• 閱讀短文:
= = = =

臺灣博碩士論文加值系統

H.264/AVC 具有非常高的編碼效率，主要因素為進行畫面間預
測編碼時，H.264 使用了七種不同的區塊大小來進行移動補償
(Motion Compensation)，同時又可參考多幅畫面，因此其編碼過程中
之計算複雜度較以往的視訊編碼標準高出數倍，故近年來有許多的研
究致力於發展H.264 快速演算法。
由於硬體對外部記憶體之存取頻寬有限，由參考文獻中可知，若
採用階層式取樣架構，並將硬體可平行處理的特性加入考慮，即可有
效降低處理高解析視訊所需之頻寬，如何在此架構及條件下兼顧畫面
品質以及位元率來加速演算法為本研究之主要目標。
本論文提出一套可在資源有限之硬體上壓縮高解析視訊畫面的
階層式H.264 移動估測快速演算法，在空間域上利用階層式的搜尋方
式減少搜尋點數，於時間域上利用線性移動動量模型(Linear Motion
Model)的假設以減少搜尋範圍，同時在空間域及時間域上進行加速，
實驗結果顯示，整體運算複雜度最低可達到原始JM 12.4 的1.80%，
且只犧牲了0.10dB 的視訊品質。

H.264 advanced video coding exhibits much higher coding gain as
well as computational complexity than previous video coding standards
due to the utilization of coding tools such as variable block size and
multi-reference frame in motion compensation process. There exist plenty
of research outcomes that focus on the development of H.264 fast
algorithms.

= = = =

• 練習說明:
(a) 把記錄中從含有「Sports-analytics tagging: mark the tree」的那一行起，一直到記錄最後一行為止（兩端都算在內）的各行輸出成 Markdown 表格，欄位名稱用「序號」和「內容」，空行不列入。
(b) 為這篇關於 H.264 快速移動估測演算法的論文摘要寫出接下來的內容，從現有的最後一句之後接著寫。
這篇論文摘要與下列記錄彼此獨立，內容互不相關。

物件位置標註記錄:
= = = =

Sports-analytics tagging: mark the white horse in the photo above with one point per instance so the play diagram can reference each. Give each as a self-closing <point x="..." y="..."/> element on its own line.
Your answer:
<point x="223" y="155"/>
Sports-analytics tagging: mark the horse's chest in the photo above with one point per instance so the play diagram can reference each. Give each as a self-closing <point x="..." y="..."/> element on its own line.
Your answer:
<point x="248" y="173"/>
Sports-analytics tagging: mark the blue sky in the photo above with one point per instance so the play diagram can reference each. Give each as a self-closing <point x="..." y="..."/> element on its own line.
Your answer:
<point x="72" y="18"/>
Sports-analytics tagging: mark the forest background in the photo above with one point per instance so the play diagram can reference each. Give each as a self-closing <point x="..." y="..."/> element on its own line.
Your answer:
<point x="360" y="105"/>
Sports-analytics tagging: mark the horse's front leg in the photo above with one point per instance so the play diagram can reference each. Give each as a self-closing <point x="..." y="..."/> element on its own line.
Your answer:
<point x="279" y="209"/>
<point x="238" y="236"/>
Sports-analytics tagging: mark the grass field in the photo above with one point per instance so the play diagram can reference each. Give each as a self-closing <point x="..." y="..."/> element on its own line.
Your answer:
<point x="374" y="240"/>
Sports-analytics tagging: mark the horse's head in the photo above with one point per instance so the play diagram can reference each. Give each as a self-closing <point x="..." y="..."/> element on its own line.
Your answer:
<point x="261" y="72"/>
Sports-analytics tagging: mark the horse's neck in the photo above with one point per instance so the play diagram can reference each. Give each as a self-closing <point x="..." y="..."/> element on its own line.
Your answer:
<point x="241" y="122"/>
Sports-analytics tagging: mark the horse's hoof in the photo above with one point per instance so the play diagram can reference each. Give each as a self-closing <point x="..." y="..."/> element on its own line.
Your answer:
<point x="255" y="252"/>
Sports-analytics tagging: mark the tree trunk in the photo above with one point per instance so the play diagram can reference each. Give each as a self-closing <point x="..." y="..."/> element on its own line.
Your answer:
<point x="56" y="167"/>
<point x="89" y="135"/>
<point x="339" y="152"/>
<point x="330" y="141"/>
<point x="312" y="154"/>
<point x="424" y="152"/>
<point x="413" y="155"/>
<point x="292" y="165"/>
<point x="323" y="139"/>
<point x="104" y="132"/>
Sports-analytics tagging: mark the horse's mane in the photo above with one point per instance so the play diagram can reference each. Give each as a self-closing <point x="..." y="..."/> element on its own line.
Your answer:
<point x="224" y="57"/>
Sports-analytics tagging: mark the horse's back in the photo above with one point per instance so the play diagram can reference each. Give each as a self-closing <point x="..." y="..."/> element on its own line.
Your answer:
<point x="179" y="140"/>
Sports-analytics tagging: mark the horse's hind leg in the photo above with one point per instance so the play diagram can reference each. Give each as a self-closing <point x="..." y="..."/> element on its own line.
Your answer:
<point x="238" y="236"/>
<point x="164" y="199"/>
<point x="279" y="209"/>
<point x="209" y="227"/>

= = = =

• 參考答案:
(a)
| 序號 | 內容 |
|---|---|
| 1 | Sports-analytics tagging: mark the tree trunk in the photo above with one point per instance so the play diagram can reference each. Give each as a self-closing <point x="..." y="..."/> element on its own line. |
| 2 | Your answer: |
| 3 | <point x="56" y="167"/> |
| 4 | <point x="89" y="135"/> |
| 5 | <point x="339" y="152"/> |
| 6 | <point x="330" y="141"/> |
| 7 | <point x="312" y="154"/> |
| 8 | <point x="424" y="152"/> |
| 9 | <point x="413" y="155"/> |
| 10 | <point x="292" y="165"/> |
| 11 | <point x="323" y="139"/> |
| 12 | <point x="104" y="132"/> |
| 13 | Sports-analytics tagging: mark the horse's mane in the photo above with one point per instance so the play diagram can reference each. Give each as a self-closing <point x="..." y="..."/> element on its own line. |
| 14 | Your answer: |
| 15 | <point x="224" y="57"/> |
| 16 | Sports-analytics tagging: mark the horse's back in the photo above with one point per instance so the play diagram can reference each. Give each as a self-closing <point x="..." y="..."/> element on its own line. |
| 17 | Your answer: |
| 18 | <point x="179" y="140"/> |
| 19 | Sports-analytics tagging: mark the horse's hind leg in the photo above with one point per instance so the play diagram can reference each. Give each as a self-closing <point x="..." y="..."/> element on its own line. |
| 20 | Your answer: |
| 21 | <point x="238" y="236"/> |
| 22 | <point x="164" y="199"/> |
| 23 | <point x="279" y="209"/> |
| 24 | <point x="209" y="227"/> |

(b)
The limited bandwidth during the access between hardware
components and the external memory often becomes the bottleneck of the
system performance. One of the solutions of encoding the high-definition
video in hardware with limited resources is to employ a hierarchical
subsampling structure with the parallel-processing hardware architecture.
The main objective of this work is to maintain both the video quality and
bit-rate while pursuing the gain from computational complexity
reduction.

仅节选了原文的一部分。